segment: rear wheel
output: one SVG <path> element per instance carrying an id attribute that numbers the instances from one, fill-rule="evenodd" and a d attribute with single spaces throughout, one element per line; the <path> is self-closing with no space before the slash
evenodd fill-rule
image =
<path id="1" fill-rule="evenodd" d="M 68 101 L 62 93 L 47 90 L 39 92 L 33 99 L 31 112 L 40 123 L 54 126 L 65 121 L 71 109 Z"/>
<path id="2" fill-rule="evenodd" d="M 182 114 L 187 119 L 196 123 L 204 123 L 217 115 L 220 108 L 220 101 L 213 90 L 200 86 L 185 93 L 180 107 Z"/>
——
WHAT IS BEING ASKED -
Copy out the data shown above without altering anything.

RESPONSE TO THE EXERCISE -
segment: rear wheel
output: one SVG <path> element per instance carrying an id attribute that numbers the instances from one, fill-rule="evenodd" and a d attribute with single spaces throughout, one element per line; the <path> is self-closing with no space before the slash
evenodd fill-rule
image =
<path id="1" fill-rule="evenodd" d="M 68 101 L 62 93 L 47 90 L 39 92 L 33 99 L 31 112 L 40 123 L 54 126 L 65 121 L 71 109 Z"/>
<path id="2" fill-rule="evenodd" d="M 182 114 L 187 119 L 196 123 L 204 123 L 217 115 L 220 108 L 220 101 L 213 90 L 200 86 L 185 93 L 180 107 Z"/>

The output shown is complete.